+++ READING PASSAGE +++

Want speed? Pass by value.

edanm · on June 18, 2010

Seeing this article reminds me of all the reasons I don't use C++ any more.

Instead of focusing on the important problems, like code structure, design, or God forbid, the design of the actual product, most of my life as a C++ programmer revolved around learning the mechanics of the language. And then learning the exceptions. And then learning the optimizations. And then learning the intricacies of the STL.

And I'm still not an experienced C++ programmer.

ramy_d · on June 18, 2010

Not sure if i understood, but here's my summary from what i got from this:

In fewer words, the argument is this

  std::vector<std::string> get_names();
  std::vector<std::string> const names = get_names();

Passing by value causes a lot of under-the-hood moving and copying which is slow. but we will learn later why this is actually correct.

  get_names(std::vector<std::string>& out_param );
  std::vector<std::string> names;
  get_names( names );

Passing by reference causes the need for many extra lines of code to be written throughout the code base, no more constants, mutating variables, other crap no one ever told you about when learning about pointers.

The solution to both of these is to use "RValue expressions". RValues are expressions that create anonymous temporary objects.

When defining variables, using RValues allows transferring ownership of, in this case a dynamically allocated string array (vector), from the source vector to the target vector.

When using functions, returns are also anonymous temporary objects, so we transfer the resources from the return value to the target value in the same way as with variables.

Oh wait, the compiler actually takes care of optimizing stuff for you, it's called Return Value Optimization (RVO) and it works like this:

  std::vector<std::string> names = get_names();

Oh shit, isn't this what we wrote as a first example that's expensive slow? yeah well, apparently there's nothing to worry about. use this.

Do pass a function within a function, because then you're passing rvalues as parameters which is unicorn-level magic

  std::vector<std::string> sorted_names2 = sorted( get_names() );

RVO optimizations aren't required by any standard, but "recent versions of every compiler I’ve tested do perform these optimizations today."

Don't pass a variable by reference and then make an explicit copy of its values - that defeats the whole purpose of what we are trying to talk to you about

Guideline: Don’t copy your function arguments. Instead, pass them by value and let the compiler do the copying.

Lesson: don't explicitly copy variable references, just get their values and the compiler will copy optimize for you

jheriko · on June 18, 2010

This is very wrong for so many reasons and misses probably the most important reasons to pass by copy...

The example of the sorted functions is striking - because the compiler should be able to produce the same quality of code from both cases - the fact that it doesn't suggests that the compiler is not that smart. The r-value, l-value distinction is, in this case, unimportant - because of const the l-value can not be modified, as long as you don't use const_cast or forget a volatile keyword etc. elsewhere the compiler can safely assume that it really will remain const. I'll have to play with this myself I guess cos I might be missing something here that looking at bytes would reveal... but it seems that your example should fail to show any difference on a good compiler.

+++

§ **GOAL 1**: Do these statements agree with the pass-by-value thread? Answer yes or no for each and quote the deciding words. (a) Return value optimization is required by the C++ standard. (b) edanm no longer uses C++. (c) jheriko considers the r-value, l-value distinction important in the sorted example.
§ **GOAL 2**: Continue the pass-by-value thread from its last sentence.
The lines that come after the pass-by-value thread play no part in this.

+++ LISTING +++

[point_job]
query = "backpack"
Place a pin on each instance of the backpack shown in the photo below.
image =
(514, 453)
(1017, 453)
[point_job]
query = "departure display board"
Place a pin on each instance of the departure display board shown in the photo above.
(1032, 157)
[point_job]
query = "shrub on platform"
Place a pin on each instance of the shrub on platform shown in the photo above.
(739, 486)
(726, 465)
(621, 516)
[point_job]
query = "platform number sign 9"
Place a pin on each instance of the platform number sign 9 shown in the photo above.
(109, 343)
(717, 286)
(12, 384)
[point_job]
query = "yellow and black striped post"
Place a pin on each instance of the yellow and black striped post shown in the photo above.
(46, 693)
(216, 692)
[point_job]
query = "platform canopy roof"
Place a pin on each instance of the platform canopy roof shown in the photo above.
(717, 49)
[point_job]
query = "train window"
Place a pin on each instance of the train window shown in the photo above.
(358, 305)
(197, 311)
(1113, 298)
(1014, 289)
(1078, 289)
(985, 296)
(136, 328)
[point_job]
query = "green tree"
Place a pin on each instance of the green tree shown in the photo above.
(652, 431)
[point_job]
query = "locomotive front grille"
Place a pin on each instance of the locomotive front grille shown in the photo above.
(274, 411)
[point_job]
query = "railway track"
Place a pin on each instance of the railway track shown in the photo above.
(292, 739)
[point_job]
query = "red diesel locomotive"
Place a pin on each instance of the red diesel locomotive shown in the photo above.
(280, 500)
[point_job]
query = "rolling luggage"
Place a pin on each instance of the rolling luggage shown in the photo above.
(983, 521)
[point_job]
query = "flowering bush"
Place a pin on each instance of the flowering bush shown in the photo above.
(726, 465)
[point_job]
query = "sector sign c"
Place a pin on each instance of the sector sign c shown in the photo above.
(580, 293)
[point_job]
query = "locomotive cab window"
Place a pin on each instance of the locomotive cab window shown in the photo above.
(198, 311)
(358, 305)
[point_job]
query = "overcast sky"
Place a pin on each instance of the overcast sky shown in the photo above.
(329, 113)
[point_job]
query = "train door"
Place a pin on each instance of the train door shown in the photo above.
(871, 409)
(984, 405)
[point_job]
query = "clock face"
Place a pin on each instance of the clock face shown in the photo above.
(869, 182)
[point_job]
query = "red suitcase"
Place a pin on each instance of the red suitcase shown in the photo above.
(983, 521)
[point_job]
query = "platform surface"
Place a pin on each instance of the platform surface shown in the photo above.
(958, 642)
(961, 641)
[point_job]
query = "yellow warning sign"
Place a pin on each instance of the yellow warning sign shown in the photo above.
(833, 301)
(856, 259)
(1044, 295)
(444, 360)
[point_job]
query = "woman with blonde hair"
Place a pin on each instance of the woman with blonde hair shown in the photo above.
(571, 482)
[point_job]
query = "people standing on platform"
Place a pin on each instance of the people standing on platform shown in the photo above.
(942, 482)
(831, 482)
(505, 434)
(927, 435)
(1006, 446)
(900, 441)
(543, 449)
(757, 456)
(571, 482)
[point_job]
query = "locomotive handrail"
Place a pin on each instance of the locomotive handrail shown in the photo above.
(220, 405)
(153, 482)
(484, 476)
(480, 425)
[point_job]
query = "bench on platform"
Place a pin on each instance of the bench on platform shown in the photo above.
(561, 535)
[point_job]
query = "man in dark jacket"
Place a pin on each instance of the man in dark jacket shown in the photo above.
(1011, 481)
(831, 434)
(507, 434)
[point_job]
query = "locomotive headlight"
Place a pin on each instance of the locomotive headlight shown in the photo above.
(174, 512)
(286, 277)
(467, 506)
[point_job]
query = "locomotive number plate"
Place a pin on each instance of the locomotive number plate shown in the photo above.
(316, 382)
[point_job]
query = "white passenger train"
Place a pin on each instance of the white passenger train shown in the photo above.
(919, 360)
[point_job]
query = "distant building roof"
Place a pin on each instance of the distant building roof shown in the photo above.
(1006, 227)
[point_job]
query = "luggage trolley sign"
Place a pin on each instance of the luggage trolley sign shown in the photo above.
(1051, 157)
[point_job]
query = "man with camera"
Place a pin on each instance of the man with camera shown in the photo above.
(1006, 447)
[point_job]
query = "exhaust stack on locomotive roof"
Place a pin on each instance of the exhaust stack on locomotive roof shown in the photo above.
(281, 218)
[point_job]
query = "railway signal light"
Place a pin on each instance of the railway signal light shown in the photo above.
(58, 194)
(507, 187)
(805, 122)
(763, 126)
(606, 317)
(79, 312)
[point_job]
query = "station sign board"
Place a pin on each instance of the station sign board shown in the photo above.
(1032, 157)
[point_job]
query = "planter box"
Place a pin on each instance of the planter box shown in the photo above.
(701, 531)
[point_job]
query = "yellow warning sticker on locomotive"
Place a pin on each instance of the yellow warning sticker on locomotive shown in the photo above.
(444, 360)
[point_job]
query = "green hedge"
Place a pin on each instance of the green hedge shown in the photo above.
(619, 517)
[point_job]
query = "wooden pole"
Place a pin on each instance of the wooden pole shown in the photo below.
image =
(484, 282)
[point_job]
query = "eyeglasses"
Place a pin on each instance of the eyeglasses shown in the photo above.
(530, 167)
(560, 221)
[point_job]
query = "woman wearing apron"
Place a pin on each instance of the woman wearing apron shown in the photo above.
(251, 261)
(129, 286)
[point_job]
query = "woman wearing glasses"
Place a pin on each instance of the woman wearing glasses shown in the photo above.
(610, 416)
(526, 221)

+++

§ **EXPECTED OUTPUT 1**:
(a) No: "RVO optimizations aren't required by any standard"
(b) Yes: "Seeing this article reminds me of all the reasons I don't use C++ any more."
(c) No: "The r-value, l-value distinction is, in this case, unimportant"

§ **EXPECTED OUTPUT 2**:
Worse though is that the const-reference and explicit copy is done at all - what possible reason could there be? This is where you should use pass by copy /anyway/, before your argument about speed, because you quite explicitly need to work with a copy. If you chose a suitable example you would see the opposite... unless your compiler is smart enough to treat your redundant copy as if it was a const-reference, which, e.g. the MS C++ compiler does infact do.

The important point I think that was missed though is to always pass small things by value - throwing heap pointers around to be dereferenced is typically much more expensive than using the stack - your compiler might optimise it away for you, but especially if you aren't using const references/pointers it can be difficult. Imagine your compiler is not smart - passing a 4/8-byte value as a reference to a 4/8-byte value is just silly. This is probably the most common case - ints, floats, doubles and even small structs will go on the stack, or better.

grogers · on June 18, 2010

Yes, but in an article on copy elision, it doesn't really make sense to talk about small objects because it really doesn't matter if they are copied or not. Pass them by value anyways.

What are you referring to about the sorted function - that he says that the compiler isn't smart enough to optimize the copy out of a function returning function argument? His argument makes sense to me here, the caller doesn't know anything about the internals of the function, so it has to allocate separate space for the return value and the function argument, leading to at least one copy. With inline functions or whole program analysis (or some type of link time optimization) it should be smart enough to do this.

malkia · on June 18, 2010

So how many things now you have to keep in your head, when you write and read C++ code?

Also, this would probably not be optimized in Debug builds (-O0, -Od, etc.) which means bigger difference between debug/release, which would make debug useless, if more and more of such things were used in release.

Sorry I work in games, and I've seen the horrors of really slow debug, and fast release... To the point where one of the leads say - who needs debug version - just use printfs, or decode what the debugger meant to say (in release).

s3graham · on June 18, 2010

Oh yes. And then there's "release" and "release-final" (because we started putting a few asserts into release after dropping "debug").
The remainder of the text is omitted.